__Objectif 1__: Pouvez-vous montrer chaque ligne des enregistrements qui contient le mot « window » ? La casse compte.

__Extrait du texte__:
▬▬▬
Publié le 26 novembre 2019 |
0Droits et personnalité juridique des animaux : pour une Déclaration des Droits (2/3)
Par Anne Judas, revue Sesame
Le 22 octobre 2019, la Fondation Droit Animal, Éthique et Sciences (LFDA) organisait le colloque « Droits et personnalité juridique de l’animal à l’Institut de France » (voir ici). Deux tables rondes y réunissaient des juristes, dont Robert Badinter, et une philosophe, Florence Burgat, directrice de recherche à l’INRA. C’était passionnant.
Il pourrait sembler bien naturel à l’homme héritier des Lumières que les animaux, en tant qu’êtres vivants et doués de sensibilité, aient le droit de vivre et de ne pas souffrir inutilement (voir l’intervention de Florence Burgat ici). Mais faire entrer ces droits dans le droit positif, c’est-à-dire l’ensemble des lois qui peuvent s’appliquer à leurs cas, c’est bien autre chose, tant le droit peut comporter de contradictions. D’où le débat entre les juristes qui se tint ce jour-là.
▬▬▬
__Objectif 2__: D'après l'article sur les droits des animaux, à quelle date la LFDA a-t-elle organisé son colloque ?
▬▬▬
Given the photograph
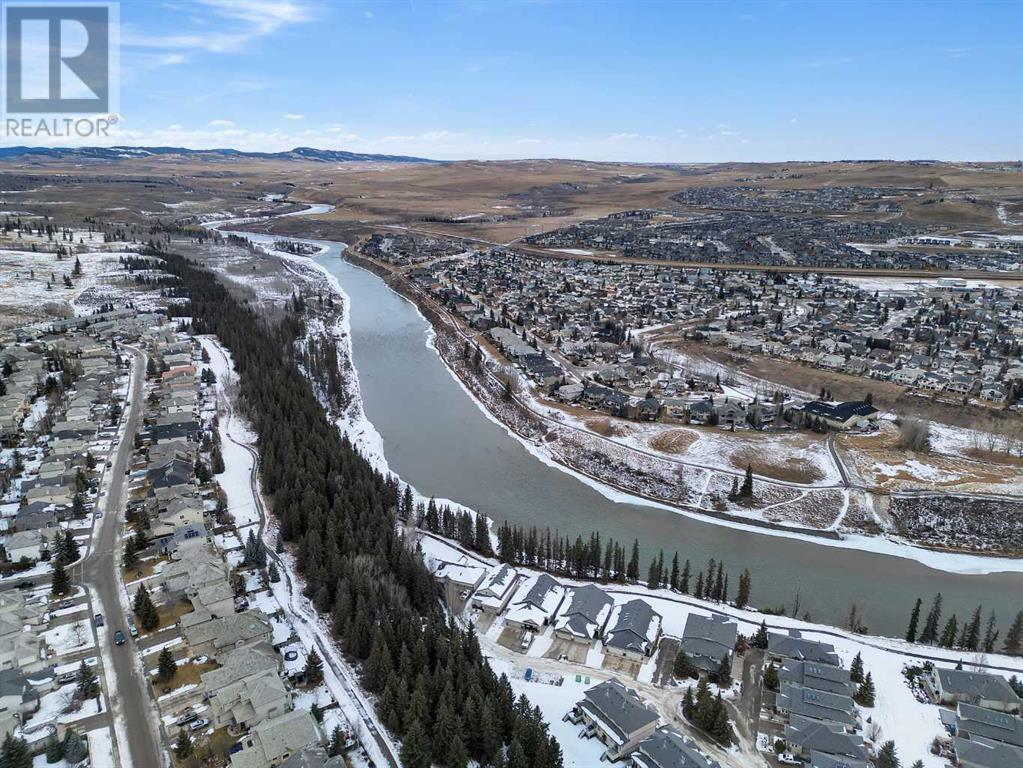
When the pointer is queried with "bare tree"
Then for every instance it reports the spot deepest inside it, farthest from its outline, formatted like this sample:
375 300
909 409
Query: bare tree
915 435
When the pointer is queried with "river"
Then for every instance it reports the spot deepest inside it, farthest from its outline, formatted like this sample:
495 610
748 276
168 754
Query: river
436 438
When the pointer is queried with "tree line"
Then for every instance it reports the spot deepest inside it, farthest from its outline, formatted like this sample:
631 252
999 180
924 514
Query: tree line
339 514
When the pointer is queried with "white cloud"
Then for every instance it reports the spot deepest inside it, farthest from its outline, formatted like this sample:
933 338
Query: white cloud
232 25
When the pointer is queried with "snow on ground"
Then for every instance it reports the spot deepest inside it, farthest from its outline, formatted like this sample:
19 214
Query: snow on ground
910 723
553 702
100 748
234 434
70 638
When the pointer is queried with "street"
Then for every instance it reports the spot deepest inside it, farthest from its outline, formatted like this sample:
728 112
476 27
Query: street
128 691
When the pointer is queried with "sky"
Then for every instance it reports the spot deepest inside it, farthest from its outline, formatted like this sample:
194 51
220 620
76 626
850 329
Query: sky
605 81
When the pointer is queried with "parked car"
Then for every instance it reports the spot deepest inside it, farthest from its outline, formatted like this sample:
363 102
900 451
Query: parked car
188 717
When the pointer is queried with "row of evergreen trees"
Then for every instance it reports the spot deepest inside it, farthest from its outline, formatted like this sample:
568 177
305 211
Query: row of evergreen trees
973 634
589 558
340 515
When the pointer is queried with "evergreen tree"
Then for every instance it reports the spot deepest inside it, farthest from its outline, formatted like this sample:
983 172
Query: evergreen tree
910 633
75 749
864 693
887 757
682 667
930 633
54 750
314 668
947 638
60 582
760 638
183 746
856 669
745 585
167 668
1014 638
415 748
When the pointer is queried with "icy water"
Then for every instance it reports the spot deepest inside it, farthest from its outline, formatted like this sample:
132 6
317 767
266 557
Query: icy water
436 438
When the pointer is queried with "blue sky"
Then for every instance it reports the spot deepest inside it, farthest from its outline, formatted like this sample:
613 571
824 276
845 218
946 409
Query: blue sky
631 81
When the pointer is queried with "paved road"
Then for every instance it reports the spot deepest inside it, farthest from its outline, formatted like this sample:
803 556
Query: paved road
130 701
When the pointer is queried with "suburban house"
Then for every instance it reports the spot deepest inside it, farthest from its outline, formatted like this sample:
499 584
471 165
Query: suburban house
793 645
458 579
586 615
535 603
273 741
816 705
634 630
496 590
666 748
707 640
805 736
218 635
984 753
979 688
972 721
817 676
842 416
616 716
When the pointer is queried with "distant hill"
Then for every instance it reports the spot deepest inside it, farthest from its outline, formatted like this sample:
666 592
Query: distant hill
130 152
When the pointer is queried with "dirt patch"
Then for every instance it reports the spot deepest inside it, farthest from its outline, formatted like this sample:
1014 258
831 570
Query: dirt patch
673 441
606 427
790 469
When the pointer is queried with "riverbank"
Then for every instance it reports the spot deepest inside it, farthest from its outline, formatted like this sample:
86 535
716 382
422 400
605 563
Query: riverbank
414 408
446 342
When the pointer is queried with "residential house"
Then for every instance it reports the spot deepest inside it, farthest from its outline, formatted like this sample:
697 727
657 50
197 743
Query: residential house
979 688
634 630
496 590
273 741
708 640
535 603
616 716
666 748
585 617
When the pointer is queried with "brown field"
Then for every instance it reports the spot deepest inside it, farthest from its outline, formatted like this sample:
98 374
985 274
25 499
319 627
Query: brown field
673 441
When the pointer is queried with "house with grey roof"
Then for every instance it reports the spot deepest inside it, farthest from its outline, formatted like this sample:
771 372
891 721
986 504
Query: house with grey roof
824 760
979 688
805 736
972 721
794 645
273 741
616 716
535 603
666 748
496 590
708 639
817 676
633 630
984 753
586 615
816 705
▬▬▬
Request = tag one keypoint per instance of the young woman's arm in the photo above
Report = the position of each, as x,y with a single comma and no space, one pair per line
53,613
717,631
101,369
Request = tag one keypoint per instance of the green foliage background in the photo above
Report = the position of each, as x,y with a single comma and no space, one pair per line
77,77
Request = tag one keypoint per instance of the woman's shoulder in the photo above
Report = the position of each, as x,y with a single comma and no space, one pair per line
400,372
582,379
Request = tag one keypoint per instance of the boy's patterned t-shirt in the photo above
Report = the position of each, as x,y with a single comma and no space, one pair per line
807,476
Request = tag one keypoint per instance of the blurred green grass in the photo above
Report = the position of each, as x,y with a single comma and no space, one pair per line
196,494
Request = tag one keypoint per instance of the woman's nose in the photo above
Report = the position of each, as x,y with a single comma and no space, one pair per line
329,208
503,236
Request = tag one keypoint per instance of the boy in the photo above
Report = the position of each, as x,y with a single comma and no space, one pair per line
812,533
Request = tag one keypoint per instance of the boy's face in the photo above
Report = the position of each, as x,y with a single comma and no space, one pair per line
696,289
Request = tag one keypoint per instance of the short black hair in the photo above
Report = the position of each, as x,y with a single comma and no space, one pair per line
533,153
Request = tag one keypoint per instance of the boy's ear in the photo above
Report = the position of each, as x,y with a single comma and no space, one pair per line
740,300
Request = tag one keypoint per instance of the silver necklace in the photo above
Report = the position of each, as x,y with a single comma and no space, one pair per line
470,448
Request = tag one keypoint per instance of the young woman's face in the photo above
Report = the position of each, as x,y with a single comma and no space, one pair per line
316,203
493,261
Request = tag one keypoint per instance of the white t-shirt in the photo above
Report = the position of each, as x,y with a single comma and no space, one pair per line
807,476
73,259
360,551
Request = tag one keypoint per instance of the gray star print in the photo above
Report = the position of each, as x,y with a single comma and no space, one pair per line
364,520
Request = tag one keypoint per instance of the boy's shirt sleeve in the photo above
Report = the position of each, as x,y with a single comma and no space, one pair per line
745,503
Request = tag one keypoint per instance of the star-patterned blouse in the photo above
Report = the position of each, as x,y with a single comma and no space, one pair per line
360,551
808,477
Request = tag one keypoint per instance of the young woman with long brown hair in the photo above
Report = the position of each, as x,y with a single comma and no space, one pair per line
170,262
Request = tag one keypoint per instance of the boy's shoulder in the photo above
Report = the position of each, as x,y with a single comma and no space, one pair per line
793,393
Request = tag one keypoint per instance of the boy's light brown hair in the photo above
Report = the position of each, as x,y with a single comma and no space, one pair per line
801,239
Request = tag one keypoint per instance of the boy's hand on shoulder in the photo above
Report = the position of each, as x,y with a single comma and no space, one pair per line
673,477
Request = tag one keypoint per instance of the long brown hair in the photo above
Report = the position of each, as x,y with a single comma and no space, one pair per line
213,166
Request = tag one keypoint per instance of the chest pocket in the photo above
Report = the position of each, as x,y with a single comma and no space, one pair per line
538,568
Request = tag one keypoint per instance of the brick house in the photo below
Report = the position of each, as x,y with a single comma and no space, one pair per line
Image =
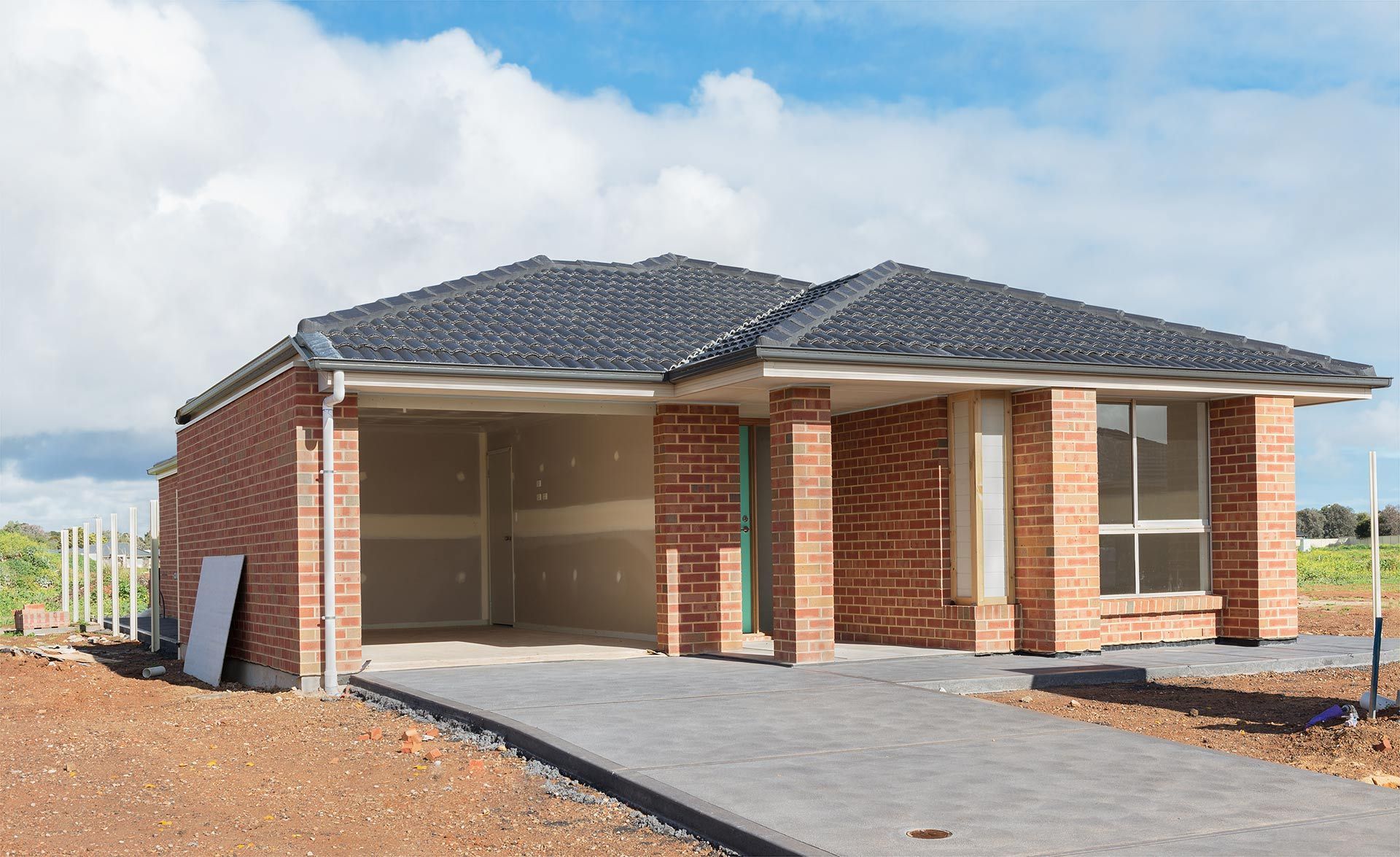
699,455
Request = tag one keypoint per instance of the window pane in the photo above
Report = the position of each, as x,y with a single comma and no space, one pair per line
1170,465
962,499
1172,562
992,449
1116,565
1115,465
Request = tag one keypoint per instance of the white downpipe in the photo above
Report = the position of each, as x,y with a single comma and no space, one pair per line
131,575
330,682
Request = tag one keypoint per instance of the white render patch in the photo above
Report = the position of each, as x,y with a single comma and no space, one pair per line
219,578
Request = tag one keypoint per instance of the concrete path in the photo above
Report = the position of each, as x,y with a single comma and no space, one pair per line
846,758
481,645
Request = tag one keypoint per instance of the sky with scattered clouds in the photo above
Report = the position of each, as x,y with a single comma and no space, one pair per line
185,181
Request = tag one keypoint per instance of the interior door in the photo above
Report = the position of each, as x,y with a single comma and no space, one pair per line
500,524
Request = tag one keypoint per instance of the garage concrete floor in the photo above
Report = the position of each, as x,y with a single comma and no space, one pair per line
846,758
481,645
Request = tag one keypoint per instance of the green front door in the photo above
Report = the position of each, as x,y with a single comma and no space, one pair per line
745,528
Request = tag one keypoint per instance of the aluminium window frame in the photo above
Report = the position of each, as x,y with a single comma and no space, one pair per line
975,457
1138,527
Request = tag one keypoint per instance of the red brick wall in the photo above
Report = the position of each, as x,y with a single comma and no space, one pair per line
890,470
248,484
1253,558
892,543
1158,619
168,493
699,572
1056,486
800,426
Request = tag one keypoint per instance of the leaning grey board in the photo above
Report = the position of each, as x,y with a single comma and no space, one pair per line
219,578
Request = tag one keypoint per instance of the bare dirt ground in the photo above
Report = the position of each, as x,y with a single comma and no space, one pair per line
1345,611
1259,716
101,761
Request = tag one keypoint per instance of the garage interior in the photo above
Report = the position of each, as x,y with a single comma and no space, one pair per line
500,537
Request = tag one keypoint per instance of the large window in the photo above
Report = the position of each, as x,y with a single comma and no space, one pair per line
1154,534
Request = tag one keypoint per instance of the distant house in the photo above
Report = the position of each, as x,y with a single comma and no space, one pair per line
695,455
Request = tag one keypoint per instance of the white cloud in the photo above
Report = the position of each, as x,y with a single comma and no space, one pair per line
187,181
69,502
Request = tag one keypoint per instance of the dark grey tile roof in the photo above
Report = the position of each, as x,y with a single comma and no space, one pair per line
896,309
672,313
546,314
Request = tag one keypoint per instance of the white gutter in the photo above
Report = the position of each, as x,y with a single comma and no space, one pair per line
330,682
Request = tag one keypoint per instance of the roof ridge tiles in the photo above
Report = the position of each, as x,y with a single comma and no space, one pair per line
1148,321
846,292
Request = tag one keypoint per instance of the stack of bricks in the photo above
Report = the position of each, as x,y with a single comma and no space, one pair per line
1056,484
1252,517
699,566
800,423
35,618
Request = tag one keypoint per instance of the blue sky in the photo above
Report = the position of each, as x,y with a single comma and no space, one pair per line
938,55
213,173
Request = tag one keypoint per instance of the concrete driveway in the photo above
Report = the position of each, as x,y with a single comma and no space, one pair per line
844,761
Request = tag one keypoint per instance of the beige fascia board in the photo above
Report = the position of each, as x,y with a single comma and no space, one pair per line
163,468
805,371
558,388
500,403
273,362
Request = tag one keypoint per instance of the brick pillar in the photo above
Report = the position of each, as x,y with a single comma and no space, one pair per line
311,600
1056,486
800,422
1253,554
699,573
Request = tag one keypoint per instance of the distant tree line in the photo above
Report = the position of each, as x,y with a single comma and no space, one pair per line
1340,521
▬▬▬
__Solution complète 1__:
Request = tag one keypoint per instance of the window pane in the photo above
Request = tag one keypoint per instance of the aluminium window frame in the photo above
Request = tag one keypoint per instance of the large window in the photo above

__Solution complète 2__: Le 22 octobre 2019.